— GIVEN PROBLEM —
Copy every line of the data below that contains the word "number", treating uppercase and lowercase as distinct.

** start RAW RECORDS **

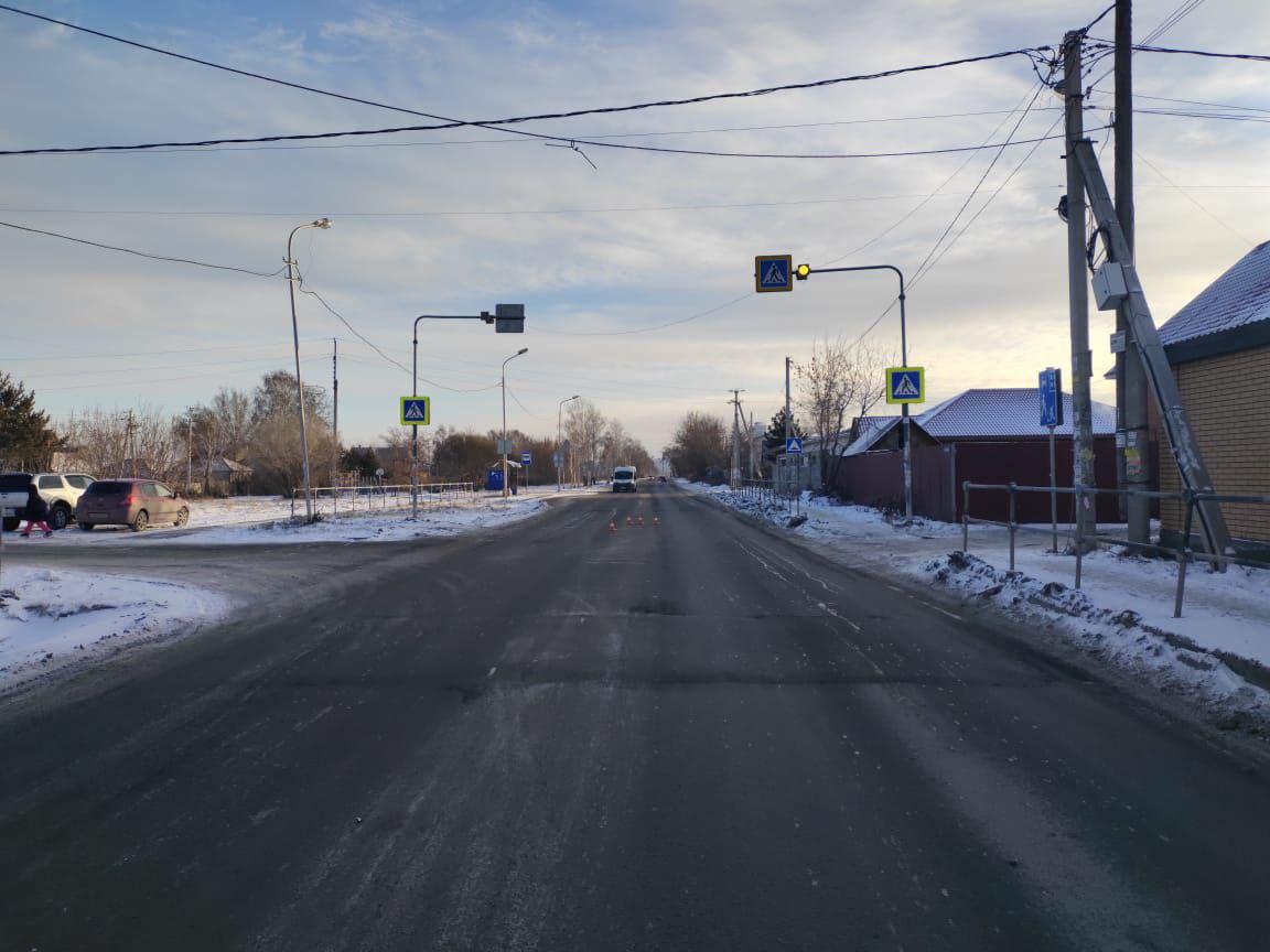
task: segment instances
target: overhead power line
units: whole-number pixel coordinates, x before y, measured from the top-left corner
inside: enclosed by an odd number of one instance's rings
[[[239,274],[250,274],[257,278],[276,278],[287,268],[283,265],[276,272],[257,272],[250,268],[236,268],[231,264],[212,264],[211,261],[199,261],[194,258],[174,258],[171,255],[156,255],[150,251],[138,251],[135,248],[122,248],[119,245],[107,245],[100,241],[89,241],[88,239],[74,237],[72,235],[62,235],[57,231],[44,231],[43,228],[32,228],[25,225],[14,225],[13,222],[0,221],[0,227],[13,228],[14,231],[27,231],[32,235],[43,235],[46,237],[61,239],[62,241],[74,241],[76,245],[88,245],[90,248],[100,248],[105,251],[119,251],[122,254],[136,255],[137,258],[150,258],[155,261],[169,261],[173,264],[192,264],[197,268],[211,268],[218,272],[237,272]]]
[[[394,136],[401,132],[419,132],[433,128],[429,126],[395,126],[377,129],[343,129],[339,132],[310,132],[287,136],[254,136],[245,138],[206,138],[184,142],[140,142],[118,146],[44,146],[39,149],[8,149],[0,151],[0,156],[24,155],[90,155],[98,152],[144,152],[154,149],[179,149],[198,151],[201,146],[216,146],[241,142],[291,142],[316,138],[343,138],[348,136]],[[1102,127],[1097,127],[1102,128]],[[1091,129],[1096,131],[1096,129]],[[729,152],[715,149],[673,149],[671,146],[631,145],[630,142],[603,142],[594,138],[570,138],[566,136],[533,136],[535,138],[550,140],[551,142],[593,146],[596,149],[618,149],[630,152],[657,152],[662,155],[692,155],[712,159],[906,159],[923,155],[951,155],[955,152],[977,152],[980,149],[993,149],[996,146],[946,146],[941,149],[913,149],[890,152]],[[1054,136],[1060,138],[1060,136]],[[1017,140],[1003,145],[1030,145],[1041,140]],[[1002,143],[997,143],[1002,145]]]
[[[921,63],[921,65],[916,65],[916,66],[900,66],[900,67],[895,67],[895,69],[890,69],[890,70],[880,70],[878,72],[856,74],[856,75],[851,75],[851,76],[836,76],[836,77],[832,77],[832,79],[810,80],[810,81],[806,81],[806,83],[786,83],[786,84],[777,85],[777,86],[763,86],[761,89],[749,89],[749,90],[743,90],[743,91],[710,93],[710,94],[705,94],[705,95],[688,96],[688,98],[683,98],[683,99],[660,99],[660,100],[653,100],[653,102],[645,102],[645,103],[632,103],[632,104],[627,104],[627,105],[607,105],[607,107],[598,107],[598,108],[592,108],[592,109],[573,109],[573,110],[568,110],[568,112],[537,113],[537,114],[532,114],[532,116],[513,116],[513,117],[507,117],[507,118],[502,118],[502,119],[467,121],[467,119],[453,119],[453,118],[447,117],[447,116],[438,116],[438,114],[423,112],[423,110],[419,110],[419,109],[409,109],[409,108],[400,107],[400,105],[391,105],[389,103],[381,103],[381,102],[377,102],[377,100],[373,100],[373,99],[364,99],[362,96],[347,95],[344,93],[335,93],[333,90],[321,89],[321,88],[318,88],[318,86],[310,86],[310,85],[306,85],[306,84],[302,84],[302,83],[292,83],[290,80],[278,79],[277,76],[269,76],[269,75],[265,75],[263,72],[254,72],[251,70],[240,70],[240,69],[236,69],[234,66],[226,66],[224,63],[213,62],[212,60],[203,60],[203,58],[199,58],[197,56],[189,56],[187,53],[178,53],[178,52],[175,52],[173,50],[165,50],[163,47],[152,46],[150,43],[141,43],[141,42],[137,42],[135,39],[127,39],[126,37],[119,37],[119,36],[116,36],[116,34],[112,34],[112,33],[104,33],[102,30],[90,29],[88,27],[81,27],[79,24],[70,23],[67,20],[58,20],[58,19],[56,19],[53,17],[46,17],[43,14],[32,13],[30,10],[23,10],[20,8],[10,6],[8,4],[0,4],[0,10],[6,10],[9,13],[19,14],[22,17],[29,17],[32,19],[43,20],[44,23],[52,23],[52,24],[56,24],[58,27],[65,27],[67,29],[77,30],[80,33],[88,33],[90,36],[99,37],[100,39],[109,39],[109,41],[112,41],[114,43],[123,43],[126,46],[131,46],[131,47],[135,47],[137,50],[144,50],[144,51],[151,52],[151,53],[159,53],[161,56],[168,56],[168,57],[171,57],[174,60],[184,60],[185,62],[197,63],[199,66],[207,66],[207,67],[213,69],[213,70],[221,70],[222,72],[231,72],[231,74],[235,74],[237,76],[245,76],[248,79],[262,80],[264,83],[272,83],[274,85],[287,86],[290,89],[297,89],[297,90],[301,90],[301,91],[305,91],[305,93],[315,93],[318,95],[330,96],[333,99],[342,99],[344,102],[357,103],[359,105],[371,105],[371,107],[375,107],[375,108],[378,108],[378,109],[390,109],[392,112],[408,113],[410,116],[422,116],[422,117],[428,118],[428,119],[436,119],[438,122],[446,123],[444,126],[438,127],[438,128],[460,128],[460,127],[464,127],[464,126],[475,126],[475,127],[488,128],[488,127],[498,127],[498,126],[511,126],[511,124],[517,124],[517,123],[523,123],[523,122],[538,122],[538,121],[545,121],[545,119],[572,119],[572,118],[575,118],[575,117],[579,117],[579,116],[602,116],[602,114],[612,114],[612,113],[635,112],[635,110],[639,110],[639,109],[655,109],[655,108],[676,107],[676,105],[696,105],[698,103],[711,103],[711,102],[718,102],[718,100],[723,100],[723,99],[753,99],[756,96],[771,95],[772,93],[786,93],[786,91],[803,90],[803,89],[822,89],[824,86],[834,86],[834,85],[839,85],[839,84],[843,84],[843,83],[860,83],[860,81],[865,81],[865,80],[889,79],[892,76],[902,76],[902,75],[911,74],[911,72],[927,72],[927,71],[931,71],[931,70],[942,70],[942,69],[949,69],[949,67],[952,67],[952,66],[965,66],[965,65],[969,65],[969,63],[989,62],[989,61],[993,61],[993,60],[1003,60],[1003,58],[1007,58],[1007,57],[1011,57],[1011,56],[1026,56],[1026,57],[1031,57],[1034,55],[1038,55],[1041,51],[1048,51],[1049,50],[1049,47],[1025,47],[1025,48],[1020,48],[1020,50],[1003,50],[1003,51],[999,51],[999,52],[996,52],[996,53],[983,53],[983,55],[979,55],[979,56],[966,56],[966,57],[960,57],[960,58],[956,58],[956,60],[945,60],[945,61],[933,62],[933,63]],[[555,140],[555,141],[559,141],[559,142],[566,142],[566,141],[569,141],[568,137],[561,137],[561,136],[540,136],[540,135],[536,135],[536,133],[522,133],[522,135],[531,135],[531,136],[535,136],[537,138],[551,138],[551,140]]]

** end RAW RECORDS **

— RESULT FOR THIS EXERCISE —
units: whole-number pixel coordinates, x before y, measured from the top-left corner
inside: enclosed by an odd number of one instance's rings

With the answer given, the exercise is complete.